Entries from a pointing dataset
+===+
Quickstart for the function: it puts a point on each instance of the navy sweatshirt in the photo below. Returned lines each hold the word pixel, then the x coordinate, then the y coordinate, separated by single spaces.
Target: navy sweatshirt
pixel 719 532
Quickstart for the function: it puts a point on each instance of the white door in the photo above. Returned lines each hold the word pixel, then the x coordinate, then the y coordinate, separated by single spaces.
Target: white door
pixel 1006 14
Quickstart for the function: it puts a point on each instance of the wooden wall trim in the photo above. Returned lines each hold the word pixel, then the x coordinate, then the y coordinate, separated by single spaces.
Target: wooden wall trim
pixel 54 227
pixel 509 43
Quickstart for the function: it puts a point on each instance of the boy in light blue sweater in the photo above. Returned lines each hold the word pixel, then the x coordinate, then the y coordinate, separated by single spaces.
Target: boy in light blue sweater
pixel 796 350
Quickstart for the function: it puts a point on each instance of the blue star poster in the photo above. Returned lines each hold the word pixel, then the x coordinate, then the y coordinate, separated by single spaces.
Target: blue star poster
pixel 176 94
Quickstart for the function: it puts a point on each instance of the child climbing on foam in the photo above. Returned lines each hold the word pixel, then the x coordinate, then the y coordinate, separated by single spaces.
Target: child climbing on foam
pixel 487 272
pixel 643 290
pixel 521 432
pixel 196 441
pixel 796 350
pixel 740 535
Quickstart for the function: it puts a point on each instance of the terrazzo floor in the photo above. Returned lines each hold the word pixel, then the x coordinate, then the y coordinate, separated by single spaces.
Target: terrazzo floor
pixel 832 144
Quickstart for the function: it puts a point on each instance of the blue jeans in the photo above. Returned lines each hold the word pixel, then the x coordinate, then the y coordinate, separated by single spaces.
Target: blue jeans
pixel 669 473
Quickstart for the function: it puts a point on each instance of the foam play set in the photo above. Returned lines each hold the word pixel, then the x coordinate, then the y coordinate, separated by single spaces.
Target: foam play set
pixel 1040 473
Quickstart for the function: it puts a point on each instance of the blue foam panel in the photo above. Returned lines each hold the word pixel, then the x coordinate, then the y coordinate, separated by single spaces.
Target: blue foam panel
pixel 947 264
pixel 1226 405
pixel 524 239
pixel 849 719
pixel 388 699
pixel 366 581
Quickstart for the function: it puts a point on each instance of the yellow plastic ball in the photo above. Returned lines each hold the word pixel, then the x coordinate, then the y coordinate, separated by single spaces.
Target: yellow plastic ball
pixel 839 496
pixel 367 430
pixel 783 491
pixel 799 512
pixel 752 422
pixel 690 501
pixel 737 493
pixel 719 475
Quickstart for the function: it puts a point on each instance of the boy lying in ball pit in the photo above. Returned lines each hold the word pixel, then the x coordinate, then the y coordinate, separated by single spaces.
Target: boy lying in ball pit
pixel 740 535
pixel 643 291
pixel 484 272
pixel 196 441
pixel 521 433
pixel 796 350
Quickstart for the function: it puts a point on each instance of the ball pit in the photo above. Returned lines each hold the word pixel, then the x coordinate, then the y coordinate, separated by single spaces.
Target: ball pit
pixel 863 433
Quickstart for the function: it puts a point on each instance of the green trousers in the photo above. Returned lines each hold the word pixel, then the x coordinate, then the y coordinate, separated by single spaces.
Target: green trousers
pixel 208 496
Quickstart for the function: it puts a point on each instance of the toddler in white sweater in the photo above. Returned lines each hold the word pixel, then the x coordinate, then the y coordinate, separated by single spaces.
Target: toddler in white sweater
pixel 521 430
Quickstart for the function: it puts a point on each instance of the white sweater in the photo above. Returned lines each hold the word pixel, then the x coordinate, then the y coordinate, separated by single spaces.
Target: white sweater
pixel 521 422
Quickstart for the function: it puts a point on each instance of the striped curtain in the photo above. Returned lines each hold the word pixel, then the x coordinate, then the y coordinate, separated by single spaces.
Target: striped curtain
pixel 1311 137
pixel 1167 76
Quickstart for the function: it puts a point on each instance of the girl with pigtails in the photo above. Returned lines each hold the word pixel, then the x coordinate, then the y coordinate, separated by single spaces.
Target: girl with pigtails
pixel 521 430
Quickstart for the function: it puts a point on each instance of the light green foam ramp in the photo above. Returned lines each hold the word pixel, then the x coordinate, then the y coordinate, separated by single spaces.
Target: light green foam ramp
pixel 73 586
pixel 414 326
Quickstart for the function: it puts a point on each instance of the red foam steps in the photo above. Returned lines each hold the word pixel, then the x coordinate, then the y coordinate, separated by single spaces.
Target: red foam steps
+===+
[PROBLEM TO WORK ON]:
Reproduce every row above word for word, keeping the original order and changing nothing.

[EXERCISE RESULT]:
Quickstart for the function: it puts a point on each instance of the navy sweatshirt in the photo below. Returned lines each hold the word pixel, then the x coordinate, then the y coordinate, separated by single spaces.
Target: navy sweatshirt
pixel 719 532
Quickstart for the function: it puts a point on each instance of the white door in the photo above. Returned lines each hold the word pixel, then the x coordinate, then the y coordinate, separated by single spaces.
Target: white door
pixel 1006 14
Quickstart for the function: it puts a point on each instance of the wooden wall trim in the photo above. Returned lines each hold the word pixel, then the x coordinate, then the y coordinate, separated by single spaces.
Target: wooden wall trim
pixel 54 227
pixel 509 43
Quickstart for the function: it puts a point on each instance of the boy in light blue sweater in the photo above. Returned lines each hold the word pixel, then the x coordinate, then the y coordinate, separated by single spaces.
Target: boy in light blue sweater
pixel 796 350
Quickstart for the function: it puts a point on each instance of the blue star poster in the photo above. Returned lines each hold the word pixel, then the x coordinate, then the y coordinate, separated by single spaces.
Target: blue star poster
pixel 176 94
Quickstart for the function: it puts a point on each instance of the child climbing on foam in the photo above. Returned lines each hold the word pixel, then the x coordinate, then the y coordinate, separated by single spaces.
Target: child climbing on foam
pixel 487 272
pixel 643 290
pixel 521 432
pixel 196 441
pixel 796 350
pixel 740 535
Quickstart for the function: it puts a point on each instance of the terrazzo floor in the photo above. Returned lines each hold the word pixel, then the x coordinate, then the y coordinate, separated by single spaces.
Target: terrazzo floor
pixel 832 144
Quickstart for the function: it puts a point on each instance of the blue jeans in the photo above. Returned lines each hold the word pixel, then the x coordinate, then the y coordinate, separated by single spaces.
Target: blue jeans
pixel 669 473
Quickstart for the function: it puts a point on each instance of the foam play set in the photo above. Returned lines each hold the word pixel, then the x coordinate, then the y coordinate, separated by single spaces.
Target: foam play set
pixel 1040 473
Quickstart for the function: it puts a point on each instance of the blue foam panel in the photo above. Returned lines each hold the word pixel, then the x coordinate, then the y coordinate, separated by single spaces.
Target: blue foam panel
pixel 947 264
pixel 1226 405
pixel 524 239
pixel 849 719
pixel 388 699
pixel 366 581
Quickstart for the function: it puts a point on each instance of the yellow plastic ball in the photo above. Returned lines each hold the word pixel, then the x coordinate, then the y coordinate, separated by single spaces.
Target: yellow plastic ball
pixel 839 496
pixel 367 430
pixel 783 491
pixel 799 512
pixel 752 422
pixel 690 501
pixel 737 493
pixel 719 475
Quickstart for the function: it puts a point on each instance of the boy lying in ball pit in the photo above. Returned lines each hold the word pixel, then the x coordinate, then the y coordinate, separated by single spaces.
Target: boy lying in ball pit
pixel 740 535
pixel 643 291
pixel 484 272
pixel 196 441
pixel 521 433
pixel 796 350
Quickstart for the function: it puts a point on each instance of the ball pit in the photo above. Returned lines each hold the word pixel, then the x coordinate, then the y coordinate, separated by single spaces.
Target: ball pit
pixel 863 433
Quickstart for the function: it puts a point on each instance of the green trousers in the photo above. Returned lines each hold the word pixel, then the x coordinate, then the y coordinate, separated by single spaces.
Target: green trousers
pixel 208 496
Quickstart for the function: it puts a point on each instance of the toddler in white sweater in the photo above. Returned lines each hold the word pixel, then the x coordinate, then the y coordinate, separated by single spaces.
Target: toddler in white sweater
pixel 521 430
Quickstart for the function: it puts a point on each instance of the white sweater in the photo above. Returned lines each hold the word pixel, then the x coordinate, then the y coordinate, separated by single spaces.
Target: white sweater
pixel 521 422
Quickstart for the function: it puts a point on each instance of the striped curtain in the photo above. Returned lines each hold the word pixel, then the x coordinate, then the y coordinate, separated by single spaces.
Target: striped curtain
pixel 1311 137
pixel 1167 76
Quickstart for the function: it puts a point on each instance of the girl with pigtails in the photo above. Returned lines each hold the word pixel, then the x coordinate, then the y coordinate, separated by single spaces.
Target: girl with pigtails
pixel 521 430
Quickstart for the function: it puts a point on each instance of the light green foam ramp in the photo above. Returned lines each hold the word pixel, then the x coordinate, then the y coordinate, separated by single spaces.
Target: light green foam ramp
pixel 73 586
pixel 414 326
Quickstart for the function: it puts a point on each instance of the red foam steps in the photo above. Returned lines each hold the word pixel, then the x coordinate, then the y coordinate, separated by single spaces.
Target: red foam steps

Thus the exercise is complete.